Directive: Convert every line of the records into a JSON list of strings, one string per line, skipping blank lines. Leave the pictures out.

##### Listing

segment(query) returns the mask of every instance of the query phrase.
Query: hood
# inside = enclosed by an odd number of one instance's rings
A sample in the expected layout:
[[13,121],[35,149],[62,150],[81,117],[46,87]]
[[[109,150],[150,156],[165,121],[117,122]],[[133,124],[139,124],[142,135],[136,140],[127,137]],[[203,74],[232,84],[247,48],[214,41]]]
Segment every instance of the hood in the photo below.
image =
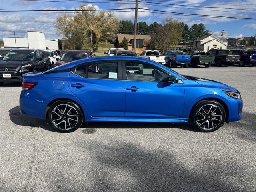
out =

##########

The output:
[
  "segment(query) returns the mask of every instance of the query phrase.",
  "Query: hood",
  "# inside = enclosed by an odd number of one instance's rings",
  "A sample in the expected layout:",
  "[[13,121],[35,149],[62,150],[81,117],[46,87]]",
  "[[[109,150],[150,156],[165,121],[117,122]],[[133,124],[139,124],[142,135],[136,140],[127,137]],[[203,74],[232,84],[247,48],[214,41]]]",
  "Segment every instance of the hood in the photo below.",
  "image =",
  "out ="
]